Y A R G I T A Y K A R A R I
Temyiz isteminin süresi içinde olduğu anlaşıldıktan sonra dosyadaki bütün kağıtlar okunup gereği düşünüldü:
Davacı vekili dilekçesi ile; davalının ticarethane abonesi olduğunu ve elektrik borcunu ödemediğini iddia ederek davalı aleyhine başlatılan takibe vaki itirazın iptali ve inkar tazminatının tahsilini talep ve dava etmiştir.
Davalı cevap dilekçesi ile; davaya konu işyerinin mülkiyetinin dava dışı belediye adına olduğunu, 1995 yılında vergi terkininde bulunarak ruhsatın iptali ve elektrik aboneliğinin iptali için başvurduğunu, Tedaş"ın davalının müracaatını işleme koymadığını,işyerinin daha sonradan ihale ile kiraya verildiğini savunarak davanın reddini dilemiştir.
Mahkemece; abonelik sözleşmesi iptal edilmediği sürece kim tarafından kullanılırsa kullanılsın tüketilen elektrik bedelinden idareye karşı abonenin sorumlu olduğu, ancak takibe dayanak yapılan faturaların düzenlendiği tarihler dikkate alındığında elektrik tarifeleri yönetmeliğinin 50/a maddesine göre fatura bedeli ödenmediğinde aboneliğin elektriğinin kesilmesi gerekmesine rağmen davacının açık hükme aykırı davranarak idare zararının artmasına müterafik kusuruyla sebebiyet verdiği ve buna göre indirim hususunun bilirkişi raporunda belirlendiğinden yeniden müterafik kusur indirimi yapılmaksızın itirazın kısmen iptaline takibin 7.620,53 TL asıl alacak, 9.559,08 TL gecikme zammı, 1.714,10 TL KDV alacağı olmak üzere takip tarihinden itibaren asıl alacak üzerinden işleyecek yasal faizi ile birlikte takibin devamına karar verilmiş, hüküm davacı vekili tarafından temyiz edilmiştir.

◆ **Satırlardan alıntılar**
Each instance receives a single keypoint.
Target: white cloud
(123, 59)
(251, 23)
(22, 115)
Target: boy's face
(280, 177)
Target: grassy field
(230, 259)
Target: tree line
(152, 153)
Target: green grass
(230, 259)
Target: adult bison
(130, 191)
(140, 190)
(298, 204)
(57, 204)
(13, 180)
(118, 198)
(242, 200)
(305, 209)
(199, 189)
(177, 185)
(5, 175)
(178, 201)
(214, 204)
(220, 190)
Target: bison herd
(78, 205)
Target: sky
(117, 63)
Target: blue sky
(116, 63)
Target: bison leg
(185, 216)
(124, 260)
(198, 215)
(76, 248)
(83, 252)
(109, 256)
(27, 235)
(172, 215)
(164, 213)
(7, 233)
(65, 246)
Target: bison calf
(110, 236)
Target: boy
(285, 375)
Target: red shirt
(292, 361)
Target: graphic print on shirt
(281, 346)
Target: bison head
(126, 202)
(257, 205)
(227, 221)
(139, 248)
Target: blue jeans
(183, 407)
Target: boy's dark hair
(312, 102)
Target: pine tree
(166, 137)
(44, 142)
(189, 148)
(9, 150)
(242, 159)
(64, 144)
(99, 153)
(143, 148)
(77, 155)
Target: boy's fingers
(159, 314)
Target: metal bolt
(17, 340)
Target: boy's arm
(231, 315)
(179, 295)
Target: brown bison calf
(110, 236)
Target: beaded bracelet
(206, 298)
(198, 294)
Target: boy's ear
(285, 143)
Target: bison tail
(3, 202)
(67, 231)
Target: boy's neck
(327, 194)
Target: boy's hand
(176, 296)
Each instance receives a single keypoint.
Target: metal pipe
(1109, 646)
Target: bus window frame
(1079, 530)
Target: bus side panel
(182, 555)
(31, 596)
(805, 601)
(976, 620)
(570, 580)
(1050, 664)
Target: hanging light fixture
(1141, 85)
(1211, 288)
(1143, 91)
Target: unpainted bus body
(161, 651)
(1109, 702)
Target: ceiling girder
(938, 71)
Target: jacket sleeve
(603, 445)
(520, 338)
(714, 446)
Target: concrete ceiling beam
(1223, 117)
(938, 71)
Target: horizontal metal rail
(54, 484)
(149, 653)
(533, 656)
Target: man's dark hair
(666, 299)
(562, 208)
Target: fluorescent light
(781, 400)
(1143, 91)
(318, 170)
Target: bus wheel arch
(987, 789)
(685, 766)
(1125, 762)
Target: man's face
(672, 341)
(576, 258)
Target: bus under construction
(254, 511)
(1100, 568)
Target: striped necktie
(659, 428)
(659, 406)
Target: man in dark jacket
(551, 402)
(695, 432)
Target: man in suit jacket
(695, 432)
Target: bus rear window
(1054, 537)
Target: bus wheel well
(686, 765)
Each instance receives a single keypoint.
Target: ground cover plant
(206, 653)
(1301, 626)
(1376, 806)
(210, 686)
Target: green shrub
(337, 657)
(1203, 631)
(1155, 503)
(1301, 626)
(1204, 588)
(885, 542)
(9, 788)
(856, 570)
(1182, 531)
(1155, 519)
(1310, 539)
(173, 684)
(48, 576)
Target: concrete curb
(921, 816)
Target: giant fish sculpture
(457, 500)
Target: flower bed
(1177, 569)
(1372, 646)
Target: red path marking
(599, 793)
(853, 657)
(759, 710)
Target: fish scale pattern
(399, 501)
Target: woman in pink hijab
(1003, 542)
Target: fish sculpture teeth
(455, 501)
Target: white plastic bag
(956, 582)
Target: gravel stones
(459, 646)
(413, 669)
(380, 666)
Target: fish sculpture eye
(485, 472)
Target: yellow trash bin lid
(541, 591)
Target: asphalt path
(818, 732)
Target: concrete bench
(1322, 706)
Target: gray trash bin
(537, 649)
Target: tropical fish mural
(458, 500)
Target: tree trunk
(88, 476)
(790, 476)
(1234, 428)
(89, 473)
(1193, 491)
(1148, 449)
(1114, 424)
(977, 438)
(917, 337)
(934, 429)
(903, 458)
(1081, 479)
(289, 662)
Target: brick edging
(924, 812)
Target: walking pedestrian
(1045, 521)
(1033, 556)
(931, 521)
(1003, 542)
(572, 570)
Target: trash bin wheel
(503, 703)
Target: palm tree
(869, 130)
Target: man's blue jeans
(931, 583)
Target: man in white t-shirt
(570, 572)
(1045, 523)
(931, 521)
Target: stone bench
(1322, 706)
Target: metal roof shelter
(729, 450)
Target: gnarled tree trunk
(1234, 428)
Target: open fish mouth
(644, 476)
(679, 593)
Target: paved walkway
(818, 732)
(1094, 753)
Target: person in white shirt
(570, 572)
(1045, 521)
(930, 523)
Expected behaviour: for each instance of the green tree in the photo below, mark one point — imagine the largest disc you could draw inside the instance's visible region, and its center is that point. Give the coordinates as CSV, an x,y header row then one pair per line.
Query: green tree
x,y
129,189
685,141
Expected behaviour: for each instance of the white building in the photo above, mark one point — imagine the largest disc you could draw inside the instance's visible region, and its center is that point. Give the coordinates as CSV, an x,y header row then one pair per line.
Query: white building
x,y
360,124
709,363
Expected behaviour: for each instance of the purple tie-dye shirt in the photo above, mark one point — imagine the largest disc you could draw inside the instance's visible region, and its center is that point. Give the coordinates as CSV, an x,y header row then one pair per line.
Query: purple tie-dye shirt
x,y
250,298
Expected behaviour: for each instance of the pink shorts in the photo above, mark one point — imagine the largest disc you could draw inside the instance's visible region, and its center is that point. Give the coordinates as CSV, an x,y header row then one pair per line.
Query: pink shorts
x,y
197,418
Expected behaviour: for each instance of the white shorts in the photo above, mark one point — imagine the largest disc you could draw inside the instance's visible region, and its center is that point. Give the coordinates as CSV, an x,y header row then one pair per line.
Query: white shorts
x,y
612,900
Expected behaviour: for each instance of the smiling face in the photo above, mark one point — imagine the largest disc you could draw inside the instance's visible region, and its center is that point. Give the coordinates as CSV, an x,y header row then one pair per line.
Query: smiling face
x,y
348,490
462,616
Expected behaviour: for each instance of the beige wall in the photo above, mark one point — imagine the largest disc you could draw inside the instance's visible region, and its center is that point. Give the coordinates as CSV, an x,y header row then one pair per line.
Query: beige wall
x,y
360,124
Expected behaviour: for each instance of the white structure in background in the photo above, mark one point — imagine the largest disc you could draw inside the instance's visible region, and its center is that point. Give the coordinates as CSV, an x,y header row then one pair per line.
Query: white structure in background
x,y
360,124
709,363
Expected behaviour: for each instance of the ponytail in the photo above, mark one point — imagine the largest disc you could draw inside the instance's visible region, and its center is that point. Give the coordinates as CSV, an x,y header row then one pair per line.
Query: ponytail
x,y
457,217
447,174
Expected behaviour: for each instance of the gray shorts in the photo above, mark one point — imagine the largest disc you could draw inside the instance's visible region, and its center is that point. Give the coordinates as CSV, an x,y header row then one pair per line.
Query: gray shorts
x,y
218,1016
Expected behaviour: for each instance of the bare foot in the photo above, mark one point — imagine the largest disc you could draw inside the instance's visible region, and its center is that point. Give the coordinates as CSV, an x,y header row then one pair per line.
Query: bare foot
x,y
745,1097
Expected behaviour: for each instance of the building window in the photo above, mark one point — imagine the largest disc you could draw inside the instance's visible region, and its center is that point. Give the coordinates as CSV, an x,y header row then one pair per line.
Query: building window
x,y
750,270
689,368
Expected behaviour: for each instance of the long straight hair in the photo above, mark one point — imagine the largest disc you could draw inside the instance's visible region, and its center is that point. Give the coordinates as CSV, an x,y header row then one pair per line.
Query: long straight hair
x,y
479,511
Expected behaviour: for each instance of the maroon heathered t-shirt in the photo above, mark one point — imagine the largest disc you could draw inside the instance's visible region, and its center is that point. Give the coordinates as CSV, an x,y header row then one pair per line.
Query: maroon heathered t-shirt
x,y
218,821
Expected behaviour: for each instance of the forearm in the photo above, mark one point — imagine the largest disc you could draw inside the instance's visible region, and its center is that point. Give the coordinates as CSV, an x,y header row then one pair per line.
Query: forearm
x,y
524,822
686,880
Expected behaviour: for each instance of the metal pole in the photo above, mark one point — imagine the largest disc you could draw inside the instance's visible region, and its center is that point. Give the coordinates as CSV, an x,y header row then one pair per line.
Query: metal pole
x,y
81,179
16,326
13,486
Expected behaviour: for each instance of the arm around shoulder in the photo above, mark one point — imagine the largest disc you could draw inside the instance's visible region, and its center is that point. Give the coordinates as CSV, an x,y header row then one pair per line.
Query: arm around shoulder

◆ **Görevin amacı**
Yargıtay kararında "Y A R G I T" ifadesinden "davanın reddini dilemiştir." ifadesine kadar olan bölümü, iki ifade de dahil olmak üzere harfi harfine aktarın. Buradaki satırlara başvurmanız gerekmez.

◆ **Tamamlanan görev**
Y A R G I T A Y K A R A R I
Temyiz isteminin süresi içinde olduğu anlaşıldıktan sonra dosyadaki bütün kağıtlar okunup gereği düşünüldü:
Davacı vekili dilekçesi ile; davalının ticarethane abonesi olduğunu ve elektrik borcunu ödemediğini iddia ederek davalı aleyhine başlatılan takibe vaki itirazın iptali ve inkar tazminatının tahsilini talep ve dava etmiştir.
Davalı cevap dilekçesi ile; davaya konu işyerinin mülkiyetinin dava dışı belediye adına olduğunu, 1995 yılında vergi terkininde bulunarak ruhsatın iptali ve elektrik aboneliğinin iptali için başvurduğunu, Tedaş"ın davalının müracaatını işleme koymadığını,işyerinin daha sonradan ihale ile kiraya verildiğini savunarak davanın reddini dilemiştir.